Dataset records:
[Start of Attachment]
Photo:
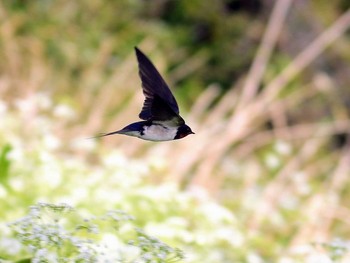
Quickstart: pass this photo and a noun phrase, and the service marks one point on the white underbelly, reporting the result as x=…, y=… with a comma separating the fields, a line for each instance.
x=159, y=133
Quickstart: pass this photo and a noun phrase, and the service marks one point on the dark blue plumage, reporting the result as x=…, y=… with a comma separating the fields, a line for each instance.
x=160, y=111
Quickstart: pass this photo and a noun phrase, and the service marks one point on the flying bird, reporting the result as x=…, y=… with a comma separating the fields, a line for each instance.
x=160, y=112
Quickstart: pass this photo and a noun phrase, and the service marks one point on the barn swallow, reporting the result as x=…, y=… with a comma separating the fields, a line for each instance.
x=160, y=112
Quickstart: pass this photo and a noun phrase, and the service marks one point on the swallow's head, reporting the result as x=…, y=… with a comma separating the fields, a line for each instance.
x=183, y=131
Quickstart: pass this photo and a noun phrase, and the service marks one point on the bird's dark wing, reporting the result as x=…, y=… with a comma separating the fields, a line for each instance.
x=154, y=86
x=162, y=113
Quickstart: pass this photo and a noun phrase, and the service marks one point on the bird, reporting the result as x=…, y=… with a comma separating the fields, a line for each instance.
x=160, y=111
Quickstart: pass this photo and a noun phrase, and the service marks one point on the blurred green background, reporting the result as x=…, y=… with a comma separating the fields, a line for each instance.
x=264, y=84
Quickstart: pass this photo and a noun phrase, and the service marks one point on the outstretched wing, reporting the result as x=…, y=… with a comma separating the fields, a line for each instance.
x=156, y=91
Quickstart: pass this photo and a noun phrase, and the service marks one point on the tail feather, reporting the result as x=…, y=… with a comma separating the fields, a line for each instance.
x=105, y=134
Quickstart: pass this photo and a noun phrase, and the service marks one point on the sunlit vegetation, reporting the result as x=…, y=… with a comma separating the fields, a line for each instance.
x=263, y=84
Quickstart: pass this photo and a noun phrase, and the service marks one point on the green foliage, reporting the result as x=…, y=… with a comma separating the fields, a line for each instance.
[End of Attachment]
Directions for this task >>
Would you transcribe each of the entries exactly, skipping the pictures?

The answer >>
Photo:
Quickstart: pass this photo and a noun phrase, and the service marks one point on the white underbelly, reporting the result as x=…, y=… with a comma separating the fields, a line for each instance.
x=159, y=133
Quickstart: pass this photo and a noun phrase, and the service marks one point on the dark blue plumage, reporting the result as x=…, y=… with a comma separating the fields, a line for each instance.
x=160, y=111
Quickstart: pass this photo and a noun phrase, and the service marks one point on the flying bird, reporting the result as x=…, y=… with a comma separating the fields, a line for each instance.
x=160, y=112
Quickstart: pass this photo and a noun phrase, and the service marks one point on the barn swallow, reporting the result as x=…, y=… with a comma separating the fields, a line for each instance.
x=160, y=112
Quickstart: pass this photo and a noun phrase, and the service marks one point on the swallow's head, reporting the result as x=…, y=… with a comma separating the fields, a line for each instance.
x=183, y=131
Quickstart: pass this photo and a noun phrase, and the service marks one point on the bird's dark wing, reporting the result as x=…, y=… with a comma separating the fields, a line for each instance.
x=154, y=86
x=162, y=113
Quickstart: pass this photo and a noun phrase, and the service marks one point on the bird, reporting the result as x=…, y=… with a comma separating the fields, a line for each instance.
x=160, y=111
Quickstart: pass this photo and a noun phrase, and the service marks one point on the blurred green background, reporting the result as x=…, y=… with a comma separating the fields, a line for each instance.
x=264, y=84
Quickstart: pass this photo and a noun phrase, and the service marks one point on the outstretched wing, reporting the result as x=…, y=… with a comma separating the fields, a line for each instance.
x=156, y=91
Quickstart: pass this photo and a noun phrase, and the service marks one point on the tail feather, reporting the result as x=…, y=… with a comma separating the fields, a line for each instance.
x=105, y=134
Quickstart: pass this photo and a noun phrase, and the service marks one point on the sunlit vegetation, reporting the result as x=…, y=… with a comma separating the fields, a line for each instance.
x=263, y=84
Quickstart: pass this photo and a noun phrase, and the service marks one point on the green foliage, reporting the result as x=…, y=… with a comma separating the fields, a line for each instance.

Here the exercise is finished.